-- START Supplied information --

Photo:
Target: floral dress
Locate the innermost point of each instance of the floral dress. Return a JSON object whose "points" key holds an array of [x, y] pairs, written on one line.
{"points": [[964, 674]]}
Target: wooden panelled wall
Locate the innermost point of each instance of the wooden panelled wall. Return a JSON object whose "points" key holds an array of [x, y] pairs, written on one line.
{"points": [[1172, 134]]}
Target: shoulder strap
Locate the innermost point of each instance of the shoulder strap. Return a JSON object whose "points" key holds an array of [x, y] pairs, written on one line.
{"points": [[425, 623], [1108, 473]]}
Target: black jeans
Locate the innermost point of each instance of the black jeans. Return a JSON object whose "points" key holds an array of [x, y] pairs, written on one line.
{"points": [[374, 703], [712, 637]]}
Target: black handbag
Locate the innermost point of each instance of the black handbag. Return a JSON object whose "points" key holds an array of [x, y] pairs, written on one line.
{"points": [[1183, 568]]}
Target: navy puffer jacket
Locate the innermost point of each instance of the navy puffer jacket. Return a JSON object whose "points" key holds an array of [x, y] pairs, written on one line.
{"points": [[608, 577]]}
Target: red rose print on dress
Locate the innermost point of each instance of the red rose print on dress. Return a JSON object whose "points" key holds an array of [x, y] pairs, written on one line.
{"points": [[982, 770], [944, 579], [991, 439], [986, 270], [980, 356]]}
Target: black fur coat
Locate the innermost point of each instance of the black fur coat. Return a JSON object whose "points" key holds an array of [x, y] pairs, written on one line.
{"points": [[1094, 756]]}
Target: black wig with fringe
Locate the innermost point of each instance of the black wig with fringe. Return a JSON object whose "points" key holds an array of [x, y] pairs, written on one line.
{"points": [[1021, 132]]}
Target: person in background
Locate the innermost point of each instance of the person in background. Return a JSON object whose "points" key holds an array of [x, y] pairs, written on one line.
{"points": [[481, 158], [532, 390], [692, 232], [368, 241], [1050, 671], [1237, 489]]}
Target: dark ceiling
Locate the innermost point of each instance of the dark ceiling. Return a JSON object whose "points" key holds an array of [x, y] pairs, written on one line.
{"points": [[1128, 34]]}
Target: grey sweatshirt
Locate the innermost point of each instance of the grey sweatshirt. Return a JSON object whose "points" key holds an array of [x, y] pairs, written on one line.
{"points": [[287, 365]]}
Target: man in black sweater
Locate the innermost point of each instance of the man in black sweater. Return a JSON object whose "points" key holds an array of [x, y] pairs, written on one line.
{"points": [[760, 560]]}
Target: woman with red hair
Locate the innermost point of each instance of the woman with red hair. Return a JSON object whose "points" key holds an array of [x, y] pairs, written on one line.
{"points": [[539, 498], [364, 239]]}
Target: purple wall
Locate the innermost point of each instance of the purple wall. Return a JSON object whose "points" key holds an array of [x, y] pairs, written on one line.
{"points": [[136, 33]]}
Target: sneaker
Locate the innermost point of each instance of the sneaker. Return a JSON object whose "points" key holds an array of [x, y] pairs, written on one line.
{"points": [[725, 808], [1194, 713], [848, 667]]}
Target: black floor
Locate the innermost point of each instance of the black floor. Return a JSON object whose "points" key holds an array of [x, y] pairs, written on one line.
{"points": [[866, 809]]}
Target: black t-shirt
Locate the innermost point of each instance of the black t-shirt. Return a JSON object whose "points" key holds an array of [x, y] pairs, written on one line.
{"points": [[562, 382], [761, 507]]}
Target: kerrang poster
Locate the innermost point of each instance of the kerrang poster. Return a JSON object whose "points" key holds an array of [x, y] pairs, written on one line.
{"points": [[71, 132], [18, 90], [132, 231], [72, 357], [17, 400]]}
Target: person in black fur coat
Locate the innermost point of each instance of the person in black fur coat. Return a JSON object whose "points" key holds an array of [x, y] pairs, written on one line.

-- END Supplied information --

◆ Problem to work on ◆
Copy out each line exactly.

◆ Solution ◆
Photo:
Target: floral dress
Locate the innermost point of each instance of the floral dress. Return a JSON object whose "points" key holds an array of [x, y] pairs, written on one line.
{"points": [[964, 674]]}
Target: wooden panelled wall
Locate the innermost point of each instance of the wooden panelled wall. Return a JSON object whose "points" key holds an array of [x, y] pairs, written on one line.
{"points": [[1172, 134]]}
Target: shoulder strap
Locate the innermost point of each instance of the shoulder strap. Return a JSON object whose "points" key holds an array of [x, y] pairs, written on one line.
{"points": [[425, 623], [1108, 473]]}
Target: black jeans
Locate the innermost point of each instance of the black jeans. Return a JSON object whose "points" key holds an array of [x, y] pairs, written on one line.
{"points": [[374, 703], [712, 637]]}
Target: black handbag
Locate the innermost point of each instance of the black handbag. Return a JSON object whose "points" key holds an array of [x, y] pairs, written on one line.
{"points": [[1183, 568]]}
Target: navy puffer jacket
Locate the innermost point of each instance of the navy puffer jacket. Return a JSON object whose "points" key holds an array of [x, y] pairs, written on one line.
{"points": [[608, 577]]}
Target: red rose print on dress
Locate the innermost point of each instance of the red rose print on dress. Return a JSON object whose "points" key holds an array of [x, y] pairs, written on one line.
{"points": [[982, 770], [944, 579], [991, 439], [986, 270], [980, 356]]}
Target: black fur coat
Locate the innermost point of each instance of the black fur coat. Return a JSON object whose "points" key holds an array of [x, y] pairs, written on one line.
{"points": [[1094, 756]]}
Target: black wig with fringe
Locate the innermost point of each instance of the black wig with fringe. Return a JSON object whose "points" key holds an array of [x, y] pairs, written on one line.
{"points": [[1021, 132]]}
Target: person in background
Locate the innermost point of each instance of the person in background. Return a JSON object whose "points" key holds an array of [x, y] pairs, written on one line.
{"points": [[481, 158], [532, 390], [692, 232], [368, 241], [1050, 671], [1237, 489]]}
Target: dark ceiling
Locate the innermost point of each instance of the dark ceiling. Return a JSON object whose "points" key holds an array of [x, y] pairs, written on one line.
{"points": [[1128, 34]]}
Target: grey sweatshirt
Locate the innermost point of each instance of the grey sweatshirt. Return a JSON object whose "points" key holds an array of [x, y] pairs, written on one line.
{"points": [[287, 365]]}
Target: man in black sweater
Locate the innermost point of each instance of the man in black sweater. Return a JSON object whose "points" key holds an array of [x, y] pairs, written on one line.
{"points": [[760, 560]]}
Target: woman with red hair
Locate the innermost point of each instance of the woman with red hair. Return a JSON object whose "points" key holds an array of [x, y] pairs, written on one line.
{"points": [[539, 498], [364, 239]]}
Target: purple wall
Locate the innermost point of each instance of the purple wall. Return a JSON object whose "points" key holds an array of [x, y] pairs, written on one line.
{"points": [[136, 33]]}
Target: sneaker
Locate the innermost point of each instance of the sneaker. Return a JSON object whose "points" key holds an array of [x, y] pairs, written on one line.
{"points": [[725, 808], [1194, 713], [848, 667]]}
Target: black floor
Locate the innermost point of each instance of the black floor. Return a JSON object whose "points" key holds an array of [x, y] pairs, written on one line.
{"points": [[866, 809]]}
Target: black t-shirt
Locate the innermost point of each instance of the black t-shirt. Return a JSON object whose "points" key holds an array of [x, y] pairs, written on one line.
{"points": [[562, 382], [761, 507]]}
Target: kerrang poster
Locate the innermost point of each instance of the kerrang poster. Return a JSON object whose "points" key holds an array of [x, y] pairs, written on one line.
{"points": [[71, 132], [18, 90], [132, 231], [72, 357], [17, 400]]}
Target: person in black fur coat
Locate the innermost point of each instance of the person in black fur coat. Return a JSON object whose "points" key holds an array of [x, y] pairs, written on one line.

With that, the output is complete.